### OBJECTIVE
Reproduce the entries from the line holding "Above is an image. Your job is to localize every wet" through the line holding "[355,246,787,643]", inclusive, substituting "damp grass" for "wet grass" and leaving everything else unchanged.

■ ■ ■ ■ ■ ■ ■

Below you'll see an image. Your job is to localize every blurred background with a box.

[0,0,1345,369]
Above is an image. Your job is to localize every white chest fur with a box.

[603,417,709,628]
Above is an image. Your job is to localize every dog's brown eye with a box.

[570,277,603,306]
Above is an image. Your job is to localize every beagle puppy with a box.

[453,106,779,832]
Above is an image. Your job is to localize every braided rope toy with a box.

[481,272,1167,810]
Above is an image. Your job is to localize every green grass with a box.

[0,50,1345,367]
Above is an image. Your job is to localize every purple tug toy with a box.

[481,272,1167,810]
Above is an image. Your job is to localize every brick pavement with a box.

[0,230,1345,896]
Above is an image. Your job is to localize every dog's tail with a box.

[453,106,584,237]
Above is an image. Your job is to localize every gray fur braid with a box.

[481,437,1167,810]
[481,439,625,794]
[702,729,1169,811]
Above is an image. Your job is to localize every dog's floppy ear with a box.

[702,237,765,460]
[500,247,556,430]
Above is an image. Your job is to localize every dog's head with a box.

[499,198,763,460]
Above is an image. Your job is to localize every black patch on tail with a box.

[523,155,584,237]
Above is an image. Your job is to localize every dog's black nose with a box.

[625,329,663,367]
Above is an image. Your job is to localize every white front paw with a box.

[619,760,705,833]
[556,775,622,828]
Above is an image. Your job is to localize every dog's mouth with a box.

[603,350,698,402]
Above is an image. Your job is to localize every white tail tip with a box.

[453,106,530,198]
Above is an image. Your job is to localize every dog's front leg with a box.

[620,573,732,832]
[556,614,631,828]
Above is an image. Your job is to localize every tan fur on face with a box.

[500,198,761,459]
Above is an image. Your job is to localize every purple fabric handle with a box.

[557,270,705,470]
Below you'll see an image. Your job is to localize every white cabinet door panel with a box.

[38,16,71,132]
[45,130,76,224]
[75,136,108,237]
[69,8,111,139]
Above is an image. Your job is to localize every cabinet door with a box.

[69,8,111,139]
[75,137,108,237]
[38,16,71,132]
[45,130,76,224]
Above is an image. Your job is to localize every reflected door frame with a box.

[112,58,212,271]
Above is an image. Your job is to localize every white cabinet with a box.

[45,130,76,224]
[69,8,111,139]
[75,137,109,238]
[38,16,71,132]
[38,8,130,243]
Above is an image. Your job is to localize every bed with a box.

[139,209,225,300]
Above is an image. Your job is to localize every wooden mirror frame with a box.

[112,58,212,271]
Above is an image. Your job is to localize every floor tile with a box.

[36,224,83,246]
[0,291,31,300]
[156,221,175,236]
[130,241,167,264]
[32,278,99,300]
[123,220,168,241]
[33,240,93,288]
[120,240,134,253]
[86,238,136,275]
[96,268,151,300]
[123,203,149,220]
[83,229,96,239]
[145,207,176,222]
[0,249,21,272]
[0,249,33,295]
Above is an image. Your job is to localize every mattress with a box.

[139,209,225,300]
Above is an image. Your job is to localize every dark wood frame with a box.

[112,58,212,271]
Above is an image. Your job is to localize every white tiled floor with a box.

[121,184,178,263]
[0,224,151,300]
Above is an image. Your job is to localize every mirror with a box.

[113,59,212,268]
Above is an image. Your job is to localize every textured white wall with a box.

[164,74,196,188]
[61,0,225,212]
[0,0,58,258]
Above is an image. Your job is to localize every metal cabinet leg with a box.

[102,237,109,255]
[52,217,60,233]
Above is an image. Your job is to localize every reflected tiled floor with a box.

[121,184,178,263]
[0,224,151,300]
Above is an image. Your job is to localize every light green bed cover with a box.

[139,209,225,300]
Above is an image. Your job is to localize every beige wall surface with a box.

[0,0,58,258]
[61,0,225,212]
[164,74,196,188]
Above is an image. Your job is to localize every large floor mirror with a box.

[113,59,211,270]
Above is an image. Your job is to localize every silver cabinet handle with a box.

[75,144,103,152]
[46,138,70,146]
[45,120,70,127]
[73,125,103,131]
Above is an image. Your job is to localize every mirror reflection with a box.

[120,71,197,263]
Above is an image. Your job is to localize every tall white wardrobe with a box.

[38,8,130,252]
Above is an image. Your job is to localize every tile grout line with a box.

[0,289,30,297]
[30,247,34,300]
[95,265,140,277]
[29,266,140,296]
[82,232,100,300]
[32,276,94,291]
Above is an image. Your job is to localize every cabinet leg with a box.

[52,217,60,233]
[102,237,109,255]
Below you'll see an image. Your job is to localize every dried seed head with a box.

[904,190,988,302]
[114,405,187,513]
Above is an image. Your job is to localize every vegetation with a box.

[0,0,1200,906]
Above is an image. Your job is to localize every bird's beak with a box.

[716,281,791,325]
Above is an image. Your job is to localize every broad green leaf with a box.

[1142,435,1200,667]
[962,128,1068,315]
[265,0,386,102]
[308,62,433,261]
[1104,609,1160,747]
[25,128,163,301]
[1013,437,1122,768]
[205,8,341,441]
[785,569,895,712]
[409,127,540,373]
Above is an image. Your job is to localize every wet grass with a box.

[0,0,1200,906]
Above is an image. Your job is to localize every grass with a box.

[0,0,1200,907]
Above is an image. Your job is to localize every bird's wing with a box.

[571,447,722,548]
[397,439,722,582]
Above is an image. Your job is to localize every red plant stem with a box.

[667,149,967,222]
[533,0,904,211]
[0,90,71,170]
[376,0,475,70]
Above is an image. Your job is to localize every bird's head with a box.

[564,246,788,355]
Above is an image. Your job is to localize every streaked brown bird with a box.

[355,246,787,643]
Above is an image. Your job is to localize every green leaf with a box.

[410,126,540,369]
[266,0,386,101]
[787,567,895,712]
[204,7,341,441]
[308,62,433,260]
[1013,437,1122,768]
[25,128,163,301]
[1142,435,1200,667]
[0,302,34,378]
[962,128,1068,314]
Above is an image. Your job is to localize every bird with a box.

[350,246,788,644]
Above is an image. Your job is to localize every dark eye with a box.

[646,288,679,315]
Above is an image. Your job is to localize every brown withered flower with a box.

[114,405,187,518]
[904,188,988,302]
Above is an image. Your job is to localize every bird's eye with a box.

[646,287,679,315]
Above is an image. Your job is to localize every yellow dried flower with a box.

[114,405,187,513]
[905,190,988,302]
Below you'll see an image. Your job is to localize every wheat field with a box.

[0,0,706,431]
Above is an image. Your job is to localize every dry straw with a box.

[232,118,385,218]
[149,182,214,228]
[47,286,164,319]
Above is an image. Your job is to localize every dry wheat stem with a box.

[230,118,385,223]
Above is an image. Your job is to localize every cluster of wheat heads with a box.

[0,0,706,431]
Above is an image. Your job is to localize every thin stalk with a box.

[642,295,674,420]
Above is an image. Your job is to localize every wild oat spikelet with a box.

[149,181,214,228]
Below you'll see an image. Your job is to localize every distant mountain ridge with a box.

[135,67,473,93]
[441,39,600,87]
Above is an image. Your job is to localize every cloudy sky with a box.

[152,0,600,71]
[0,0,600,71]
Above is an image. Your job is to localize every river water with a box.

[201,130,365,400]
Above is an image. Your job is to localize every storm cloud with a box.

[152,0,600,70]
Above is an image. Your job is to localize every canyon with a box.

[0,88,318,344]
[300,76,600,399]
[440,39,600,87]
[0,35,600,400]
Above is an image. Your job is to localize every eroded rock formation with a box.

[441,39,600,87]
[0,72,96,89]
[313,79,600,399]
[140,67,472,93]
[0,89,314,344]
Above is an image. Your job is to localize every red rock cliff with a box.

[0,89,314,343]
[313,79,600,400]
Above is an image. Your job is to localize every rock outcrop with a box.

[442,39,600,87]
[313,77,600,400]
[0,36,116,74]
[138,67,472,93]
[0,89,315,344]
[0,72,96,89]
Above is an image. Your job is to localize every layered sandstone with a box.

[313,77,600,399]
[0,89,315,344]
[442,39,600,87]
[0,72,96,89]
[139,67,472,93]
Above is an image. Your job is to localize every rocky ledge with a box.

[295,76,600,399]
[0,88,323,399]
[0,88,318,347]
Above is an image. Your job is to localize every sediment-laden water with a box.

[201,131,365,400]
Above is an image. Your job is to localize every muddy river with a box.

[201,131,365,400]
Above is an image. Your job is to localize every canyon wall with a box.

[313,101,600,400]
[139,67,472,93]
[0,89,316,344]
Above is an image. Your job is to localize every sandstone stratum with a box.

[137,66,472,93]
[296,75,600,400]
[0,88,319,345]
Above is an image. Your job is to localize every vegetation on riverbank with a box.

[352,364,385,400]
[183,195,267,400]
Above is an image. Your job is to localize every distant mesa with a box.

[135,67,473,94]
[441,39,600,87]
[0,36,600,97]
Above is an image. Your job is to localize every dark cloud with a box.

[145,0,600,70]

■ ■ ■ ■ ■ ■ ■

### SOLVED EXERCISE
Above is an image. Your job is to localize every damp grass with a box.

[0,0,1200,906]
Above is an image. Your job is to localize every grass with a box.

[0,0,1200,907]
Above is an image. Your job is to localize every bird's wing with a box.

[571,447,722,548]
[397,439,722,582]
Above is an image. Your job is to localize every red plant stem with a box.

[667,149,967,222]
[533,0,904,211]
[0,90,71,170]
[376,0,475,70]
Above is an image. Your job is to localize every bird's head with a box.

[564,246,788,355]
Above is an image. Your job is to localize every streaked brown bird with a box.

[355,246,787,643]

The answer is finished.